- Work to be completed
What you return should be the entries, unchanged, without their pictures.

- Record excerpts
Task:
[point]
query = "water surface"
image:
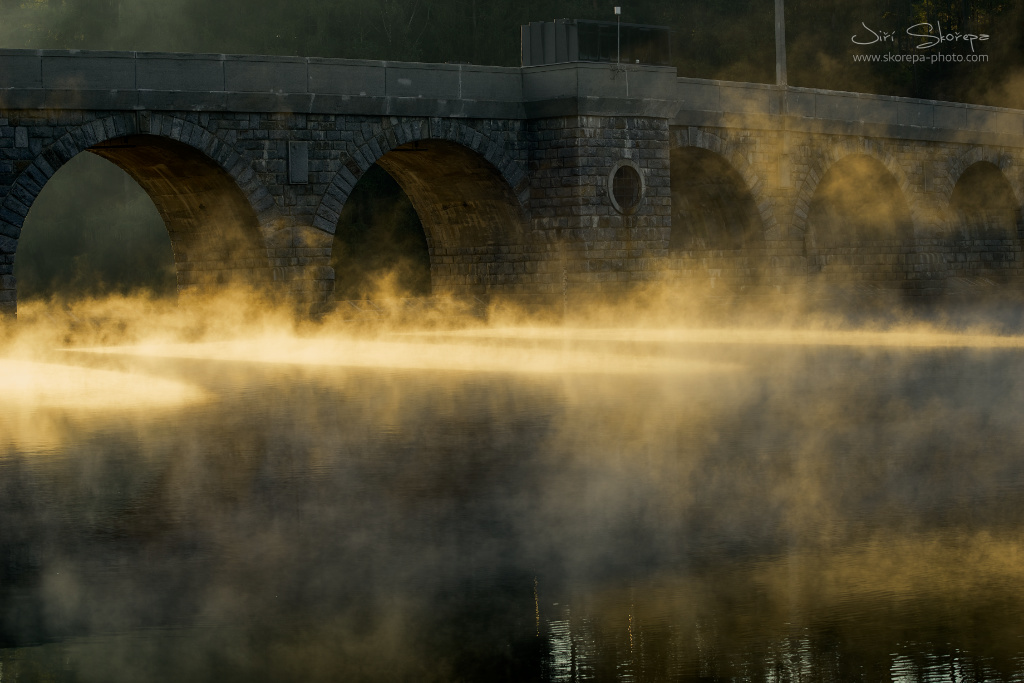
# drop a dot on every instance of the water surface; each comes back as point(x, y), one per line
point(599, 507)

- Solved exercise
Task:
[point]
query = "water surface"
image:
# drop a dot on every instance of the water surface; each comes back as point(x, y), one per line
point(599, 507)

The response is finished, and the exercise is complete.